— To do —
Reproduce all of the material below word for word, keeping every line as it stands.

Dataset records
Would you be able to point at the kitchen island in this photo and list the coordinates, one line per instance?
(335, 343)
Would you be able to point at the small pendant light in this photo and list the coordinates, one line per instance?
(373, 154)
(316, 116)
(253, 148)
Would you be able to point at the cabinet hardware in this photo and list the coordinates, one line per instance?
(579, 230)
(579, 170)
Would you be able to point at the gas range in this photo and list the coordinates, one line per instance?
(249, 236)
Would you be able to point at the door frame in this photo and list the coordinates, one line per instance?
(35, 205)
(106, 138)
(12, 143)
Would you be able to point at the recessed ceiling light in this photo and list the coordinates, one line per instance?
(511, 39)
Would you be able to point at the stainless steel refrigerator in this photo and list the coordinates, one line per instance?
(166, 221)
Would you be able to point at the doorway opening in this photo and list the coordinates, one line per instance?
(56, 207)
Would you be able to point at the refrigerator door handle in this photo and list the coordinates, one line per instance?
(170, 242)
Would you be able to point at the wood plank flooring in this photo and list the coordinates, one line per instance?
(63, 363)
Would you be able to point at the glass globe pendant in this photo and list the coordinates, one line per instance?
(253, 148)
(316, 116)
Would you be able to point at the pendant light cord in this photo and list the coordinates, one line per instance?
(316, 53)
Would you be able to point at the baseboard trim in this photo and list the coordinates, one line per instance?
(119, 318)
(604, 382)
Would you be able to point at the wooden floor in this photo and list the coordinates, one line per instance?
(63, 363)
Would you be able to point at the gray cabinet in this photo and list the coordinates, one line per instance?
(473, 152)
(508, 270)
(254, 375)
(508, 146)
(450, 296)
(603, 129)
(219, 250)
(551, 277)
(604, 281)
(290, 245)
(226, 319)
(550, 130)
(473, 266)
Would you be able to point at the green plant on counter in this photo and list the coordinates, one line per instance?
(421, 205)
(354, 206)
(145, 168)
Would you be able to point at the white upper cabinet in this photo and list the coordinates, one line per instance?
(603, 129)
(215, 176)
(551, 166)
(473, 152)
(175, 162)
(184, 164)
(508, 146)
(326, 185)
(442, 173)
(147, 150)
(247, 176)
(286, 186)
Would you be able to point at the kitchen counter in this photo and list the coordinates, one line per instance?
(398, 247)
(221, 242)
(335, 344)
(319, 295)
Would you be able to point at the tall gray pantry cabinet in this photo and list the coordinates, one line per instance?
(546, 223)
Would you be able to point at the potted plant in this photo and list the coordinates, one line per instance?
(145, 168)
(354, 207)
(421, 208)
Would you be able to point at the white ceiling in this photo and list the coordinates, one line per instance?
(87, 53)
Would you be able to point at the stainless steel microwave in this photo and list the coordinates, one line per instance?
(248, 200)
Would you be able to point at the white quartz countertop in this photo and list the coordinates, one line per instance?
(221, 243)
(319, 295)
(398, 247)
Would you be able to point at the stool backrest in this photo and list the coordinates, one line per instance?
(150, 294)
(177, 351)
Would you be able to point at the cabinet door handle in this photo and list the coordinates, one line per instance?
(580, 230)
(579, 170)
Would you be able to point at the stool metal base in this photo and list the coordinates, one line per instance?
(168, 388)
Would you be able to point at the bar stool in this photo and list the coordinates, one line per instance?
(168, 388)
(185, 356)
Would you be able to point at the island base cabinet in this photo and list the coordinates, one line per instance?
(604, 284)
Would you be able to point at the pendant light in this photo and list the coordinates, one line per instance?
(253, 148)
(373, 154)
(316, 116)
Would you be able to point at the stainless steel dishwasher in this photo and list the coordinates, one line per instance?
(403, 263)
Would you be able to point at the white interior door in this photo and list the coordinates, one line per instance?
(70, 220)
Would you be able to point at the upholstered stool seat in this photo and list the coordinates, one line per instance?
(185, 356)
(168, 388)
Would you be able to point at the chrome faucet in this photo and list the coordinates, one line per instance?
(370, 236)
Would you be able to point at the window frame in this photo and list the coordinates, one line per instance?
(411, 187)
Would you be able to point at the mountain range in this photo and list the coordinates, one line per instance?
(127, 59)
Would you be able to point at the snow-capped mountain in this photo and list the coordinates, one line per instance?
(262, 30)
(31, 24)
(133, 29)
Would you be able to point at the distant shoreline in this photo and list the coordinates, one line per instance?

— The response —
Would you be able to point at the kitchen island in this photo and list the coordinates, one line per instance?
(335, 343)
Would you be able to point at the small pendant light in this photo and list the coordinates, one line per instance?
(373, 154)
(316, 116)
(253, 148)
Would you be able to point at the cabinet hardware in this photo and list the coordinates, one line per instance?
(579, 230)
(579, 170)
Would you be able to point at the gas range in this photo and list the coordinates, one line per instance?
(249, 236)
Would you be able to point at the door frame in this photo and list the coordinates, one line per instance?
(35, 205)
(106, 138)
(12, 143)
Would you be able to point at the recessed ceiling light in this photo and list the coordinates, one line per instance?
(511, 39)
Would you be able to point at the stainless steel refrigerator in this photo and list the coordinates, one line per instance?
(166, 221)
Would you be able to point at the doorway opening in this photo and list the coordinates, one line per instance?
(56, 207)
Would you be able to point at the refrigerator door handle in this photo and list the coordinates, one line per instance?
(170, 242)
Would you be able to point at the wood plank flooring in this photo and list the coordinates, one line per instance?
(63, 363)
Would you be able to point at the glass globe pendant in this photo and list the coordinates, one line per instance?
(253, 148)
(316, 116)
Would you be able to point at the pendant light cord in this photo and list the coordinates, one line per instance?
(316, 53)
Would you be able to point at the baseboard trim in this photo and list the coordinates, one line per instance?
(119, 318)
(604, 382)
Would you be able to point at the wooden floor in this photo and list the coordinates, one line per instance?
(63, 363)
Would you be able to point at the gray cabinet in this photo and list the coordinates, one line per instance?
(473, 152)
(508, 270)
(254, 375)
(508, 146)
(450, 296)
(603, 129)
(219, 250)
(551, 277)
(604, 281)
(290, 245)
(226, 319)
(550, 130)
(473, 266)
Would you be able to point at the green plant on counter in this photo and list the coordinates, one line per instance?
(421, 205)
(354, 206)
(145, 168)
Would you be able to point at the white upper cabinet in this photo and list the coordinates, one line per instance?
(603, 129)
(215, 176)
(551, 166)
(473, 152)
(175, 162)
(184, 164)
(508, 146)
(326, 185)
(442, 173)
(147, 150)
(247, 176)
(286, 186)
Would you be able to point at the kitchen counter in this photo and list the coordinates, one line per instance?
(398, 247)
(221, 242)
(335, 344)
(319, 295)
Would you be able to point at the tall gray pantry cabinet in this photo and list the coordinates, one line per instance?
(546, 223)
Would you be able to point at the potted plant in this photo and list the coordinates, one line per instance?
(145, 168)
(354, 207)
(421, 208)
Would you be able to point at the white ceiling in this photo and list the coordinates, one line per instance?
(87, 53)
Would you be able to point at the stainless steel microwave in this photo and list the coordinates, one line per instance?
(248, 200)
Would you be able to point at the white quartz countertop in this photo and list the coordinates, one line per instance?
(221, 243)
(319, 295)
(398, 247)
Would you be able to point at the stool backrest in this photo and list the coordinates, one line per instance?
(150, 294)
(177, 351)
Would you be able to point at the cabinet door handle in this photo and list the coordinates, one line per instance?
(580, 230)
(579, 170)
Would you be able to point at the stool metal base in this photo and list the coordinates, one line per instance?
(168, 388)
Would you be able to point at the bar stool in this photo and list the coordinates, one line per instance?
(168, 388)
(185, 356)
Would you be able to point at the island base cabinet in this photo and list the coordinates, one line per instance?
(604, 284)
Would you be able to point at the pendant light in this photo and list the coordinates, one line per instance?
(253, 148)
(373, 154)
(316, 116)
Would you be able to point at the stainless steel dishwasher in this photo and list the coordinates, one line per instance?
(403, 263)
Would you be able to point at the white interior door in this photo and list the coordinates, one line per instance?
(70, 220)
Would you be able to point at the upholstered stool seat in this photo and list the coordinates, one line per instance?
(185, 356)
(168, 388)
Would you be able to point at the chrome faucet in this photo and list the coordinates, one line per instance?
(370, 236)
Would you be able to point at the window frame in this photo and list the coordinates, one line per instance?
(411, 187)
Would you be able to point at the mountain range in this photo and list the coordinates, one line per instance?
(127, 59)
Would you be able to point at the snow-capped mountain in this photo and list the coordinates, one line per instance?
(262, 30)
(31, 24)
(133, 29)
Would you be able to point at the distant shoreline in this photo and list the coordinates, one line per instance?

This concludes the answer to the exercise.